[ABOUT THIS EXERCISE]: List every line in this data where the string "blouse" occurs.

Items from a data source
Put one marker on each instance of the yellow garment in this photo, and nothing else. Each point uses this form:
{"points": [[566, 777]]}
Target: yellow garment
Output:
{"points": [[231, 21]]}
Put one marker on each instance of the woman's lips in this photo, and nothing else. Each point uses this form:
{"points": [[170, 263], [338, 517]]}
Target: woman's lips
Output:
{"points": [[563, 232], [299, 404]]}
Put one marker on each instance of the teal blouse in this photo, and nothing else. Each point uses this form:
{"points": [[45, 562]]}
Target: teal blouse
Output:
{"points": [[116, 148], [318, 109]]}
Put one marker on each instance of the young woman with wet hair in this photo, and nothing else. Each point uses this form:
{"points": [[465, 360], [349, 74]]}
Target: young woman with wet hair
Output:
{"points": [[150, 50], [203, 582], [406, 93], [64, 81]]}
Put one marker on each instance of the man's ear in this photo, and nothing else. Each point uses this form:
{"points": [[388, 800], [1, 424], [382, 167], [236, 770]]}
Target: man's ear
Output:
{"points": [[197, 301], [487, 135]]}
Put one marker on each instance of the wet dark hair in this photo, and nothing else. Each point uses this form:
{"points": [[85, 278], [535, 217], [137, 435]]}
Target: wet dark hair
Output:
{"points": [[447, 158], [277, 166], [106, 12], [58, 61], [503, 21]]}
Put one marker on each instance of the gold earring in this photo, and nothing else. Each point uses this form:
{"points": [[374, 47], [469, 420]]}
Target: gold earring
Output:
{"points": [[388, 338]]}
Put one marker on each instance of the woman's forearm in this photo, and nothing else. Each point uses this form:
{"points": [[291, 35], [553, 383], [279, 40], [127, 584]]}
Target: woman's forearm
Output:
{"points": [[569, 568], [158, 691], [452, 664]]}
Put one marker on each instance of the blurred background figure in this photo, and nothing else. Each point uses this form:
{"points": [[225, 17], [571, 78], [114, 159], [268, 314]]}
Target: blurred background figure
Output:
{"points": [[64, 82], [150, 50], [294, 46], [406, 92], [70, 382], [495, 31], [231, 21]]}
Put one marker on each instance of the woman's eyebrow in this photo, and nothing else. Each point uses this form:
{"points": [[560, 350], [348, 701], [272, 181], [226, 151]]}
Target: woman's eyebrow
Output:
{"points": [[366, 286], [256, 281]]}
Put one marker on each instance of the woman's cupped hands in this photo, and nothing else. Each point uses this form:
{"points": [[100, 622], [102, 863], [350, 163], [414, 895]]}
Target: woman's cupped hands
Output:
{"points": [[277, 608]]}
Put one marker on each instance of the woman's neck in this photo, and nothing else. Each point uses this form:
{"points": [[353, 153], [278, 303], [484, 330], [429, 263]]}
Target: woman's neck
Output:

[RESPONSE TO THIS EXERCISE]:
Put one marker on each instance of the teal blouse in this photo, and nothing else. Each point uses this form:
Target: teal blouse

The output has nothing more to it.